What you need to do: Pick up the forum thread below on the Alacrity tooltip error and continue it past its final sentence, leaving the items aside.
··· Extract to read
Alacrity Tooltip Error
I think you may be getting confused by the wording, or possibly the wording is mixed up. It isn’t clear whether things are coded multiplicatively as you have assumed.
First, the wiki pages says that “for every 3 seconds chilled, only 1 second of cooldown will have expired” (https://wiki.guildwars2.com/wiki/Chilled). If this is wrong then everything that follows is irrelevant.
If the above is true, this implies skill recharge modifiers are applied additively, for example according to something like the following:
The base rate of recharge is 1 (1 second per 1 second). The actual rate of recharge is given by (1+M), where M is the modifier. Now assuming no chill or alacrity, M=0. Based on the above, I think it’s safe to assume that chill applies -.66 additively to M as follows, if we let MC be the modifier under the effects of chill:
(1+MC)=1-.66=.33, or 1/3. This would match the information on the wiki, giving us 3 seconds under chill to achieve 1 second of recharge.
If the above is true, then the “+66%” language simply means MA, the modifier for alacrity, is .66 and is applied additively as above:
(1+MA)=1+.66=1.66 or 5/3. This means that for every 3 seconds of real time you get 5 seconds of recharge. Moreover if things are coded additively like this, then the chill and alacrity modifiers would be the “opposite” of each other: Under the effects of both your recharge would look like
(1+MC+MA)=1-.66+.66=1.
So, I don’t think it’s clear that there is an error unless you can see exactly how these modifiers are coded and applied (multiplicatively as you have assumed, or additively as above). English is going to be imprecise, and really the only precise statement possible is to just show the equations in the code (would be neat if they would just do that).
First, the wiki pages says that “for every 3 seconds chilled, only 1 second of cooldown will have expired” (https://wiki.guildwars2.com/wiki/Chilled). If this is wrong then everything that follows is irrelevant.
This is wrong, I tested it myself last night.
For 9 seconds real time, a chilled skill recharged for 6 seconds of time.
I’ll just go ahead and update the wiki actually.
Edit: You’re still right about multiplicative vs additive calculations though. However, additive is NOT a % rate, it’s flat. If they want to use % on tooltips, then they need to use it properly.
Even if they calculated it as -.33 seconds per second, and +.33 seconds per second, which would be the additive way of doing it…alacrity is not the rate reversal of chill, it’s simply a flat counter rate.
······
··· Data records
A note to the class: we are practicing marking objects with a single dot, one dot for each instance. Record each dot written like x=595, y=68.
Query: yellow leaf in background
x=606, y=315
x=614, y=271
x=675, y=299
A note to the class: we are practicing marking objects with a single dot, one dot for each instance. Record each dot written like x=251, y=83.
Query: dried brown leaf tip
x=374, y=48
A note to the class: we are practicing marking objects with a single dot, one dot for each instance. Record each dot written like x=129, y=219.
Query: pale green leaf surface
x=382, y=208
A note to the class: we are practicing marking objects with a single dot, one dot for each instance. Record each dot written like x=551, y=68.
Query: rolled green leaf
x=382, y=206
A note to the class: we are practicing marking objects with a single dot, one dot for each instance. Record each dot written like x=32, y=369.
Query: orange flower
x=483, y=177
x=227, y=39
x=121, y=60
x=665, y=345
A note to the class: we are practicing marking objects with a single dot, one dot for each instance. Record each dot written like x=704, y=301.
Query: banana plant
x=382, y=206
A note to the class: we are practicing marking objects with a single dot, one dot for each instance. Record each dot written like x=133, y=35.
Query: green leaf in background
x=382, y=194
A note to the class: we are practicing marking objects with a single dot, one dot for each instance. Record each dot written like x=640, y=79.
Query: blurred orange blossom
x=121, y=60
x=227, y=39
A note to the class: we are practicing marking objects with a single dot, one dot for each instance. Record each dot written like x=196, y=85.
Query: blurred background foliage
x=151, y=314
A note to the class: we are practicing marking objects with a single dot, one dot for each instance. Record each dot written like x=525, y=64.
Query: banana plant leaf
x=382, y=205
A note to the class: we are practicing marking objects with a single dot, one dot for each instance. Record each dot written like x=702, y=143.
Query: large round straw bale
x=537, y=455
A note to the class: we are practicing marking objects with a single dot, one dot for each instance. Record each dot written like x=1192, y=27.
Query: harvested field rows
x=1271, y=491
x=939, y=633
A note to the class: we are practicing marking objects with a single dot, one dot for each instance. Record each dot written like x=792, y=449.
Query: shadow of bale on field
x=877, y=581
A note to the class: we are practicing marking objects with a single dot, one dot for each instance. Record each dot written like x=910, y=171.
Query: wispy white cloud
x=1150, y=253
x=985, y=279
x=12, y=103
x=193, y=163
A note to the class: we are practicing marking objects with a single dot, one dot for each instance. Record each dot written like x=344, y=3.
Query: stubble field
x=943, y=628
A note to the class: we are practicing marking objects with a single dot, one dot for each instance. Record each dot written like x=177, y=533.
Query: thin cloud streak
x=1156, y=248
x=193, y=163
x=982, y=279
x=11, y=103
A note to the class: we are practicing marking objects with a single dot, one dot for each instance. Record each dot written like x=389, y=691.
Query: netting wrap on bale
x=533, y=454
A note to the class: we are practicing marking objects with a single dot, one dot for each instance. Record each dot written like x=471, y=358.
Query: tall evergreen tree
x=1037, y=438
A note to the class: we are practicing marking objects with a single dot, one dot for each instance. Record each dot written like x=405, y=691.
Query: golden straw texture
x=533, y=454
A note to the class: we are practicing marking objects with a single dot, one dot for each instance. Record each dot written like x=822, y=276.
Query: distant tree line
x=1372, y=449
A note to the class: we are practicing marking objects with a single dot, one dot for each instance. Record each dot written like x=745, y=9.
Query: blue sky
······
Result of the exercise:
(edited by Fay.2357)
First, the wiki pages says that “for every 3 seconds chilled, only 1 second of cooldown will have expired” (https://wiki.guildwars2.com/wiki/Chilled). If this is wrong then everything that follows is irrelevant.
This is wrong, I tested it myself last night.
For 9 seconds real time, a chilled skill recharged for 6 seconds of time.
I’ll just go ahead and update the wiki actually.
Edit: You’re still right about multiplicative vs additive calculations though. However, additive is NOT a % rate, it’s flat. If they want to use % on tooltips, then they need to use it properly.
Even if they calculated it as -.33 seconds per second, and +.33 seconds per second, which would be the additive way of doing it…alacrity is not the rate reversal of chill, it’s simply a flat counter rate.
They just need to publish what the equations are. Trying to parse English descriptions of mathematical equations, which almost by necessity are always cumbersome and confusing, is a waste of time.
First, the wiki pages says that “for every 3 seconds chilled, only 1 second of cooldown will have expired” (https://wiki.guildwars2.com/wiki/Chilled). If this is wrong then everything that follows is irrelevant.
This is wrong, I tested it myself last night.
For 9 seconds real time, a chilled skill recharged for 6 seconds of time.
I’ll just go ahead and update the wiki actually.
Edit: You’re still right about multiplicative vs additive calculations though. However, additive is NOT a % rate, it’s flat. If they want to use % on tooltips, then they need to use it properly.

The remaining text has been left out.